Please write out all of the entries below word for word, keeping every line unchanged.

--- START OF Material provided ---

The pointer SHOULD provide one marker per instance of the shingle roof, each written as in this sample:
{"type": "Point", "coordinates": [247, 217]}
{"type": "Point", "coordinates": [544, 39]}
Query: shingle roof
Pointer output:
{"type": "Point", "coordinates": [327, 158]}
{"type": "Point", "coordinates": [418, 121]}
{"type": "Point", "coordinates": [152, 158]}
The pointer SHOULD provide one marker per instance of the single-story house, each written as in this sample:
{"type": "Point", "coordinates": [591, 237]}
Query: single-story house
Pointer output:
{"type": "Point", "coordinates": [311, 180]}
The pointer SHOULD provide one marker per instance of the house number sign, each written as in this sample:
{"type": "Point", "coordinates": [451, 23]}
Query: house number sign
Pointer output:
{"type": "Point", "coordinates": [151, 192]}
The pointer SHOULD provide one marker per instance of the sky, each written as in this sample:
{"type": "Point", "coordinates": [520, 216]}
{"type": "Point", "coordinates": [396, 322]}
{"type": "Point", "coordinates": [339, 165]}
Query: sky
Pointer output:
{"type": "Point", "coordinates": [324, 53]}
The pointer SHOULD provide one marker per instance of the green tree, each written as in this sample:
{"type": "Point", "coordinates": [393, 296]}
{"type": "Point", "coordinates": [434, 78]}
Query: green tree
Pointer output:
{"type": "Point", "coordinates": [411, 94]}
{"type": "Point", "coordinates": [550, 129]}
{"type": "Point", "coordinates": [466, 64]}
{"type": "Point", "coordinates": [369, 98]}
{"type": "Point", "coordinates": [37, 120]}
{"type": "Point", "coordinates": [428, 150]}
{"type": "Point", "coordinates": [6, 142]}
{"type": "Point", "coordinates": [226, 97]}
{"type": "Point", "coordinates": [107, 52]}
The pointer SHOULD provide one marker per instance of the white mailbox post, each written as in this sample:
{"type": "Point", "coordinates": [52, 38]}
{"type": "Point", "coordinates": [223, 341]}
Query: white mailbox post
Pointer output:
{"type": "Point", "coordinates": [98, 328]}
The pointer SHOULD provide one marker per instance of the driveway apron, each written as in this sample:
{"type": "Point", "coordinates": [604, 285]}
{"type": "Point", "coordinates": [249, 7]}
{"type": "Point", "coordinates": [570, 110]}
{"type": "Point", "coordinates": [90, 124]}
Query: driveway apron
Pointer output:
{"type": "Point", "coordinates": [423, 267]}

--- END OF Material provided ---

### [Result below]
The pointer SHOULD provide one marker per instance of the shingle roof, each written as in this sample:
{"type": "Point", "coordinates": [247, 217]}
{"type": "Point", "coordinates": [544, 39]}
Query: shingle roof
Pointer output:
{"type": "Point", "coordinates": [327, 158]}
{"type": "Point", "coordinates": [418, 121]}
{"type": "Point", "coordinates": [152, 158]}
The pointer SHOULD provide one marker per instance of the single-story house, each written as in this sample:
{"type": "Point", "coordinates": [591, 237]}
Query: single-story house
Pointer output:
{"type": "Point", "coordinates": [311, 180]}
The pointer SHOULD provide one marker per instance of the house number sign, each written as in this sample:
{"type": "Point", "coordinates": [451, 23]}
Query: house number sign
Pointer output:
{"type": "Point", "coordinates": [151, 192]}
The pointer SHOULD provide one marker per instance of the sky, each written as in this sample:
{"type": "Point", "coordinates": [520, 216]}
{"type": "Point", "coordinates": [396, 322]}
{"type": "Point", "coordinates": [339, 165]}
Query: sky
Pointer output:
{"type": "Point", "coordinates": [324, 53]}
The pointer SHOULD provide one marker per instance of the green tree, each written as in this sample:
{"type": "Point", "coordinates": [393, 296]}
{"type": "Point", "coordinates": [434, 78]}
Query: green tree
Pointer output:
{"type": "Point", "coordinates": [411, 94]}
{"type": "Point", "coordinates": [550, 129]}
{"type": "Point", "coordinates": [466, 64]}
{"type": "Point", "coordinates": [369, 98]}
{"type": "Point", "coordinates": [37, 120]}
{"type": "Point", "coordinates": [428, 150]}
{"type": "Point", "coordinates": [6, 142]}
{"type": "Point", "coordinates": [226, 97]}
{"type": "Point", "coordinates": [107, 52]}
The pointer SHOULD provide one marker per instance of the white mailbox post, each written as in this sample:
{"type": "Point", "coordinates": [52, 38]}
{"type": "Point", "coordinates": [223, 341]}
Query: white mailbox post
Pointer output:
{"type": "Point", "coordinates": [98, 328]}
The pointer SHOULD provide one marker per instance of the driveway apron, each written as in this sample:
{"type": "Point", "coordinates": [604, 285]}
{"type": "Point", "coordinates": [249, 7]}
{"type": "Point", "coordinates": [570, 110]}
{"type": "Point", "coordinates": [90, 124]}
Query: driveway apron
Pointer output:
{"type": "Point", "coordinates": [423, 267]}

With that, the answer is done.